◆ What to work on:
List every line of the dataset items that contains the word "cardboard", matching case exactly.
--- Begin Data lines ---
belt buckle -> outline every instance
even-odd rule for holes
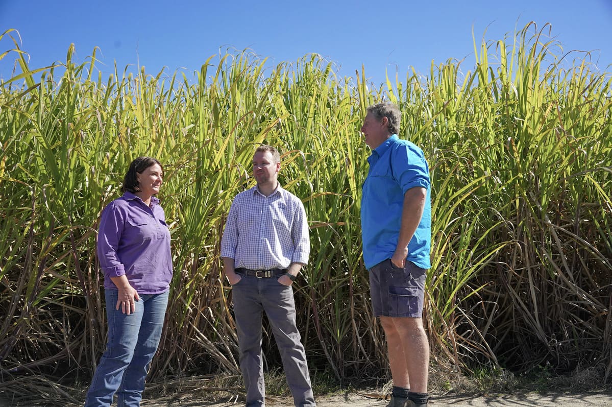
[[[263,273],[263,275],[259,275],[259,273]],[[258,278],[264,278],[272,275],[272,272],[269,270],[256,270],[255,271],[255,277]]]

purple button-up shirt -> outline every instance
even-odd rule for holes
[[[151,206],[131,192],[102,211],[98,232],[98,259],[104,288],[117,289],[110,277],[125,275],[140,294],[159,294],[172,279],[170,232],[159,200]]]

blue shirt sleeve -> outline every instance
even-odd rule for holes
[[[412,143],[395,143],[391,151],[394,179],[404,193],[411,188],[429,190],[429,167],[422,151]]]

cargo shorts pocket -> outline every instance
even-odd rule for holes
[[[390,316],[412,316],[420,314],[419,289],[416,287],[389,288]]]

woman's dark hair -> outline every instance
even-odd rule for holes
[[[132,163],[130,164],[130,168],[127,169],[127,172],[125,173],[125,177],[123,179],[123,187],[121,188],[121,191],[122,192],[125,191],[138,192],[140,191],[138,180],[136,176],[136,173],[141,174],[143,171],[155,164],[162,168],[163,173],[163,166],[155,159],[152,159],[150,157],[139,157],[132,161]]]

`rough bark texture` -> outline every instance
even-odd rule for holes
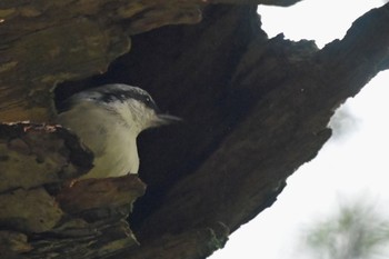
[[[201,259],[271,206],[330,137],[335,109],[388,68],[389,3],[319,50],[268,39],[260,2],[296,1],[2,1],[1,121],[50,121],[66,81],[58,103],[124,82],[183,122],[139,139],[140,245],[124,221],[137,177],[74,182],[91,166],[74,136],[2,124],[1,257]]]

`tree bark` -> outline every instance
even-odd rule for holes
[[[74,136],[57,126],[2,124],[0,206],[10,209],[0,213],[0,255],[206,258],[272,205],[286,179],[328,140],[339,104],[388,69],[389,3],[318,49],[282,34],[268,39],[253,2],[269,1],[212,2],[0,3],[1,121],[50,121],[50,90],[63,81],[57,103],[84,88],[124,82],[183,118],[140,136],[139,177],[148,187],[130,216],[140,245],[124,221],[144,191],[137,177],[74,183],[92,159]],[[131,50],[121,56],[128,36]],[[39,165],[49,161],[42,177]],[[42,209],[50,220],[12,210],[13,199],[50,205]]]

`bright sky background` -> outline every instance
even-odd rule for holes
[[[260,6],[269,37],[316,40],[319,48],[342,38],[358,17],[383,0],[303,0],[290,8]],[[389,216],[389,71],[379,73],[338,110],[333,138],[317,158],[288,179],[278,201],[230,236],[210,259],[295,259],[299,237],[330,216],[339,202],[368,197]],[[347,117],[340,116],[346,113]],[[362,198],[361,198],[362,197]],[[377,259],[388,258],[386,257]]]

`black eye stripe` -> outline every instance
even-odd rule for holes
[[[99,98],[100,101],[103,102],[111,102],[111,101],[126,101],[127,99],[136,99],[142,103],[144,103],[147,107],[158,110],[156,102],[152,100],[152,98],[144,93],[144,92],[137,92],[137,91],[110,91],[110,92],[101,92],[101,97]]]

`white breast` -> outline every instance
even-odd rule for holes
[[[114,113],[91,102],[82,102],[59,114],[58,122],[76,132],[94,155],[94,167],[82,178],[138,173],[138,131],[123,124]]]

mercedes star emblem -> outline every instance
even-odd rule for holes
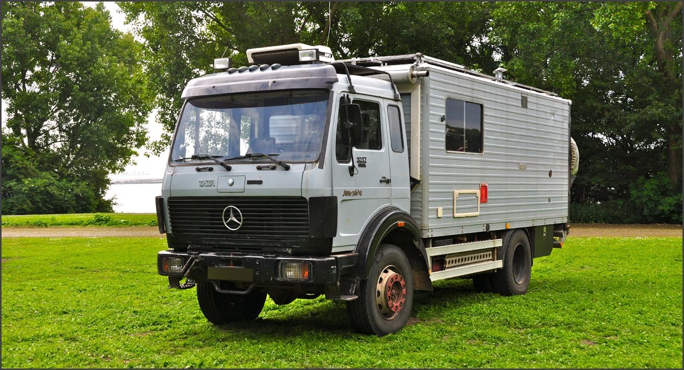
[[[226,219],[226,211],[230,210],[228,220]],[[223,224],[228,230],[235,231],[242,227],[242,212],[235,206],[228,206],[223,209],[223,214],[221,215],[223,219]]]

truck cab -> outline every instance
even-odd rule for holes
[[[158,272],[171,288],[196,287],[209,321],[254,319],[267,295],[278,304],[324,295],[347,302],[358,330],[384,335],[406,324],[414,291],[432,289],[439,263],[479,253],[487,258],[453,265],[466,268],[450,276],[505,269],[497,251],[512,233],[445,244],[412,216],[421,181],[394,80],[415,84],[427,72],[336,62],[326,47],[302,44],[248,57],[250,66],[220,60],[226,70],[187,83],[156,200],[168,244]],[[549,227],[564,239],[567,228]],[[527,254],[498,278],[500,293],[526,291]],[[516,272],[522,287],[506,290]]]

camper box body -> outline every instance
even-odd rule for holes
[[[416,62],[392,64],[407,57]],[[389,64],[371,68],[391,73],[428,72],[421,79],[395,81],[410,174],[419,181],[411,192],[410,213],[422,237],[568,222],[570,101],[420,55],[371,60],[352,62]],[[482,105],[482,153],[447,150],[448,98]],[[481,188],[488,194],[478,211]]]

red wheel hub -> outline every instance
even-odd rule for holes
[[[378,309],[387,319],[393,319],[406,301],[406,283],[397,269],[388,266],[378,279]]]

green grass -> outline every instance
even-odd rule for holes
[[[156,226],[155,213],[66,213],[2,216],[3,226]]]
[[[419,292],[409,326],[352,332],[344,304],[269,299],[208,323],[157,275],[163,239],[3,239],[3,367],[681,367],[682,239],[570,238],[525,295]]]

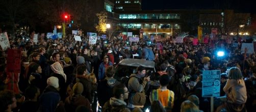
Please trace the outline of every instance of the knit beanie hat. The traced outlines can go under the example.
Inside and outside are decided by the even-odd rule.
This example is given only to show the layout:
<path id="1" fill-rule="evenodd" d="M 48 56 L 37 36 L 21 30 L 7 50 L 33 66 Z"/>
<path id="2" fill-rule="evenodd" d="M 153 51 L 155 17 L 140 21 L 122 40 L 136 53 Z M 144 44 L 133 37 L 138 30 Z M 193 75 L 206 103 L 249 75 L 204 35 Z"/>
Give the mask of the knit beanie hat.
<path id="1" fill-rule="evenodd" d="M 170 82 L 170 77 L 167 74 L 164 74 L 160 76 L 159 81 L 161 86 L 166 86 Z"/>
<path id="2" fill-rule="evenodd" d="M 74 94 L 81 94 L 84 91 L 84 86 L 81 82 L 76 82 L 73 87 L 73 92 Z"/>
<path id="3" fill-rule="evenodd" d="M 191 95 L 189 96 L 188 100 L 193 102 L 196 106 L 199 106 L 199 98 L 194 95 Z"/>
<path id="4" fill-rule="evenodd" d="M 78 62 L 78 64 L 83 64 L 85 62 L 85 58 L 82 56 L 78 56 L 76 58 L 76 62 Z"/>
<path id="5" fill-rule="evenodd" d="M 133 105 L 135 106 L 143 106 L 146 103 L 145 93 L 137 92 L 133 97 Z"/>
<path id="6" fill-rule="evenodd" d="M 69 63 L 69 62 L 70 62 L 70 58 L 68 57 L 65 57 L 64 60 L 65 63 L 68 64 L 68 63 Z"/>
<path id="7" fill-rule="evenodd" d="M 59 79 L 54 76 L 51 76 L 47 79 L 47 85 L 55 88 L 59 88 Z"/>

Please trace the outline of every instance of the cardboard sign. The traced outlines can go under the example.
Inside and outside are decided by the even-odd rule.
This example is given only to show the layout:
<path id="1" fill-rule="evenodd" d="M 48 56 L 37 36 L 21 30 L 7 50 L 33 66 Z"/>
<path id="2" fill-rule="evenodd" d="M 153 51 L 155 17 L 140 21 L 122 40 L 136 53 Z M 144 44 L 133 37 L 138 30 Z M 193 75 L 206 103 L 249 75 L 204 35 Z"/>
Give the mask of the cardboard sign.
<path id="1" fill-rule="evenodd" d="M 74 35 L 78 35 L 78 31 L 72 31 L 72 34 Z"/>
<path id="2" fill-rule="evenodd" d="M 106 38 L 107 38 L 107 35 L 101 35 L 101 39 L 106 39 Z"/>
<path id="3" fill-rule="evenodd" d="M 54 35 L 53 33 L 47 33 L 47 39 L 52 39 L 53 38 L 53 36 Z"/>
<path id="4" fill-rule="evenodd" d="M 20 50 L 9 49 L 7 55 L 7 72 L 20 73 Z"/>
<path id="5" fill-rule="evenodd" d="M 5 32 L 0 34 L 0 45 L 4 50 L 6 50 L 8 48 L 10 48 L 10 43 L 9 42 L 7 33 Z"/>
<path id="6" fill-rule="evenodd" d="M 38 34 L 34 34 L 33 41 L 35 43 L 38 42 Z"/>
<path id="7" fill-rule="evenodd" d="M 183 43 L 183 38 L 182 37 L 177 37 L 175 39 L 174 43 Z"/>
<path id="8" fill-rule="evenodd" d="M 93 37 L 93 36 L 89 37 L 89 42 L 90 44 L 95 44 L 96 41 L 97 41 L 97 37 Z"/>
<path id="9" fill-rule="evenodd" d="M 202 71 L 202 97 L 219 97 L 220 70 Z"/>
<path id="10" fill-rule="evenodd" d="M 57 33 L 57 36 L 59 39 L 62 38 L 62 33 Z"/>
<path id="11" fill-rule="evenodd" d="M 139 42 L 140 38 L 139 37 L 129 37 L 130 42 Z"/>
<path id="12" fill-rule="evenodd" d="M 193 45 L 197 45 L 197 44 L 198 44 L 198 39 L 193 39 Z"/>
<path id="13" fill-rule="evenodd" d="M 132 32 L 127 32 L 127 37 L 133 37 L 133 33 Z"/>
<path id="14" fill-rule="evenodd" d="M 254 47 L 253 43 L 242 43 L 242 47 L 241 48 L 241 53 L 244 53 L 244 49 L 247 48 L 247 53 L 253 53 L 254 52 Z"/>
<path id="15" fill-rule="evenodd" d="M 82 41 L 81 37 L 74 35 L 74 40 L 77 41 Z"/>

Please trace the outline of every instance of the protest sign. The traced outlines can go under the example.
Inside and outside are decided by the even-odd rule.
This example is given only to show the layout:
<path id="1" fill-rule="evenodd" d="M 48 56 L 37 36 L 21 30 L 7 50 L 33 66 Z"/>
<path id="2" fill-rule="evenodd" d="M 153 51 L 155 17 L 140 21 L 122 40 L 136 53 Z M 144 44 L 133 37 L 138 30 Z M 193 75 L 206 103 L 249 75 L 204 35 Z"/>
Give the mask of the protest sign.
--- End Data lines ---
--- Begin Data lines ---
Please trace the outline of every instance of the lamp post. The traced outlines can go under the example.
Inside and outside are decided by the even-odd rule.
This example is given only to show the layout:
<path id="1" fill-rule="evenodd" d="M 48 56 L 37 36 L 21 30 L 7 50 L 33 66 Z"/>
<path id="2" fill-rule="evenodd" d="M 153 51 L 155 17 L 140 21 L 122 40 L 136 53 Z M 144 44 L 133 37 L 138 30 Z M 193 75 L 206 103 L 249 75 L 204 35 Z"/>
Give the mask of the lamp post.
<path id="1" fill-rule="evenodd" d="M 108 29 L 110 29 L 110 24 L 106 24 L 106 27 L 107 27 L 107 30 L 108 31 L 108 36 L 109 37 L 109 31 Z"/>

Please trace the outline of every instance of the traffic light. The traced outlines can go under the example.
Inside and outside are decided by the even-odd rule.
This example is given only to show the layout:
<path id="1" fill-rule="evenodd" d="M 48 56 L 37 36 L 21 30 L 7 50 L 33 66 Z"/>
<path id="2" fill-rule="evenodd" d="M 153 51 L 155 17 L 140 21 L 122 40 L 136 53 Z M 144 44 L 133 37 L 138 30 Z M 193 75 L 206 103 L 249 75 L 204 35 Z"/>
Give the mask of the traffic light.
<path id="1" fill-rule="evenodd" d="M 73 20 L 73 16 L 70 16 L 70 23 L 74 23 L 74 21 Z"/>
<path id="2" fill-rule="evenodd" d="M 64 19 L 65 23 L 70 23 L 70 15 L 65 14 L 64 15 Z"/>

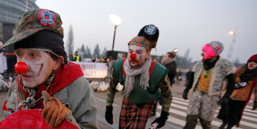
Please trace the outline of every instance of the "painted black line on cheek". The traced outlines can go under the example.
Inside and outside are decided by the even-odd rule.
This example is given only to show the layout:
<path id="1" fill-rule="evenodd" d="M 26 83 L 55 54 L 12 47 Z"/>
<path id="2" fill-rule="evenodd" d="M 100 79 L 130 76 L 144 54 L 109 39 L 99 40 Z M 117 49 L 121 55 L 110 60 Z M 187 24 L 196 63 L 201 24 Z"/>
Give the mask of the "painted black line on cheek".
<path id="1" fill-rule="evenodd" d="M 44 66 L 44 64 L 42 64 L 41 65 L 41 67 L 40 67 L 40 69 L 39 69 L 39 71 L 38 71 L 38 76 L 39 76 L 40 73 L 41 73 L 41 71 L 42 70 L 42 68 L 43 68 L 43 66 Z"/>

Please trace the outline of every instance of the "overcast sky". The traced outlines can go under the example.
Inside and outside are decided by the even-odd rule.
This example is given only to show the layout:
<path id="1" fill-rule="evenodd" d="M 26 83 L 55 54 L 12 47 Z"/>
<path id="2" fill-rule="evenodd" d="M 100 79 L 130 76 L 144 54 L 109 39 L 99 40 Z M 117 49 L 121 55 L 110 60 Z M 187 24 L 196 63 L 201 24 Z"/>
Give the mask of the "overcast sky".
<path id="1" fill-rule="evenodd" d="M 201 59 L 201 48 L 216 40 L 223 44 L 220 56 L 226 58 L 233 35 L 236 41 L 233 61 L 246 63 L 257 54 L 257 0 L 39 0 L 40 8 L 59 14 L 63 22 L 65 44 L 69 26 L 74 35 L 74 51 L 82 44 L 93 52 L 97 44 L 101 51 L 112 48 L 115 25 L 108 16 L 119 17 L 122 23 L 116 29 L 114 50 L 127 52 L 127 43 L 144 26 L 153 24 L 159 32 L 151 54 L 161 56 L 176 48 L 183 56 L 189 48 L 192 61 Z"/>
--- End Data lines ---
◆ Complete answer:
Please trace the outline of every instance of the cardboard sign. The traced outlines can go under the example.
Give the mask of the cardboard sign.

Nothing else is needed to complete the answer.